Problem statement
Set down the job posting below for the Principal SRE (AI Engineer) role in full, keeping every word and line as it appears.

Document excerpt
****************************************

Digital - Principal SRE (AI Engineer)

Huntington National Bank•Columbus, OH

49d•Hybrid

About The Position

The Digital - Principal SRE (AI Engineer) role is a position that blends expertise in artificial intelligence, machine learning, and reliability engineering. This professional is responsible for designing, deploying, and maintaining AI-driven solutions while ensuring the reliability, scalability, and performance of digital platforms and services. The ideal candidate will work closely with Digital SRE engineers, data scientists, DevOps, and operations teams to deliver robust, efficient, and automated systems that support business goals. Job Description Summary: The IS Technical Specialist provides technical and consultative support on the most complex technical matters. This role typically reports to the Head of Digital SRE and may involve on-call responsibilities. The position provides opportunities to work on cutting-edge AI solutions, collaborate with cross segment teams, and drive reliability for mission-critical digital services

Requirements

Bachelor’s or Master’s degree in Computer Science, Engineering, Data Science, or a related field.
5+ years experience with AI/ML engineering, SRE, DevOps, or related roles.
5+ years experience programming skills in Python, Java, or similar languages, with experience in developing and deploying machine learning models.

****************************************

Data records
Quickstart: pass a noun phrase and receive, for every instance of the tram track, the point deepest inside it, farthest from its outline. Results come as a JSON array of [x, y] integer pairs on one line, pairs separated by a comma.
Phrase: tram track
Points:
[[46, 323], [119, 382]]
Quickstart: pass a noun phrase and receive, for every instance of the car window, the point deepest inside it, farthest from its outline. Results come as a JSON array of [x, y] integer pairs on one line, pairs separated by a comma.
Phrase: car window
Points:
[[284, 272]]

****************************************

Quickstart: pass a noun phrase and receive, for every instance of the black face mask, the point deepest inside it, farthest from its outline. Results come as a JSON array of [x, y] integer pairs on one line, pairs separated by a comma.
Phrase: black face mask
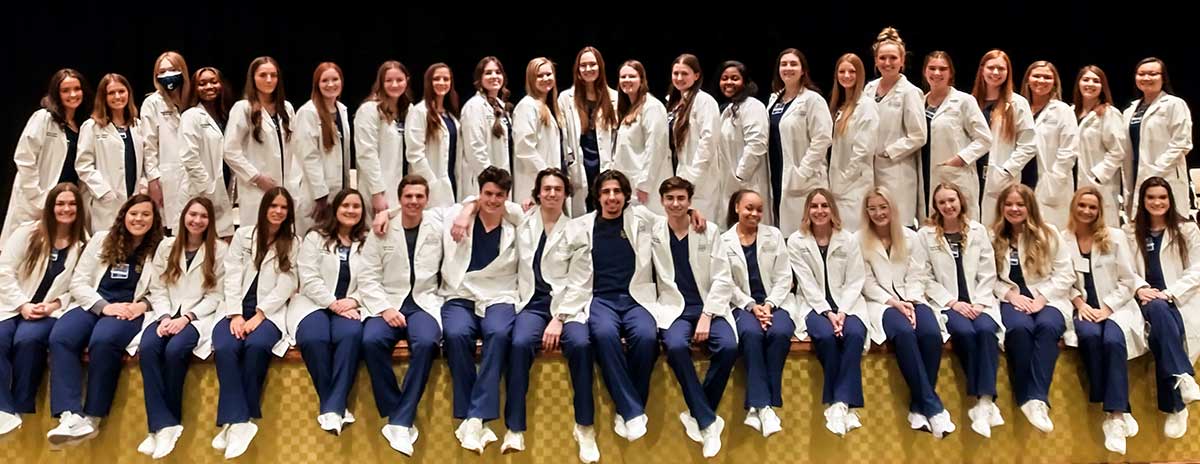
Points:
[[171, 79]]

****************************************

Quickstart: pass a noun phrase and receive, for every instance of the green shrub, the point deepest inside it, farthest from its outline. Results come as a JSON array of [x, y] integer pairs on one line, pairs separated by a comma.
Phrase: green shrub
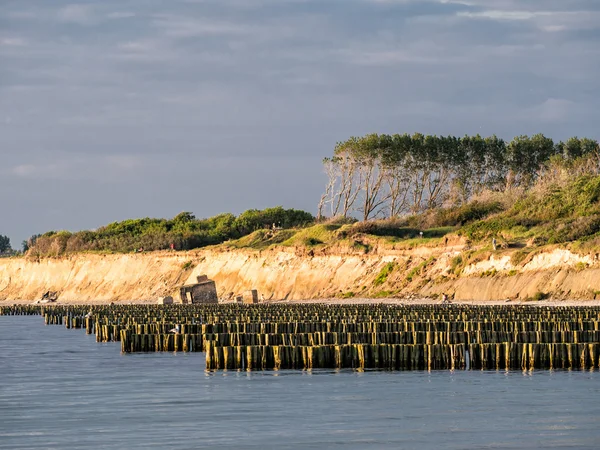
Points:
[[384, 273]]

****************************************

Solution to the exercise
Digital - Principal SRE (AI Engineer)

Huntington National Bank•Columbus, OH

49d•Hybrid

About The Position

The Digital - Principal SRE (AI Engineer) role is a position that blends expertise in artificial intelligence, machine learning, and reliability engineering. This professional is responsible for designing, deploying, and maintaining AI-driven solutions while ensuring the reliability, scalability, and performance of digital platforms and services. The ideal candidate will work closely with Digital SRE engineers, data scientists, DevOps, and operations teams to deliver robust, efficient, and automated systems that support business goals. Job Description Summary: The IS Technical Specialist provides technical and consultative support on the most complex technical matters. This role typically reports to the Head of Digital SRE and may involve on-call responsibilities. The position provides opportunities to work on cutting-edge AI solutions, collaborate with cross segment teams, and drive reliability for mission-critical digital services

Requirements

Bachelor’s or Master’s degree in Computer Science, Engineering, Data Science, or a related field.
5+ years experience with AI/ML engineering, SRE, DevOps, or related roles.
5+ years experience programming skills in Python, Java, or similar languages, with experience in developing and deploying machine learning models.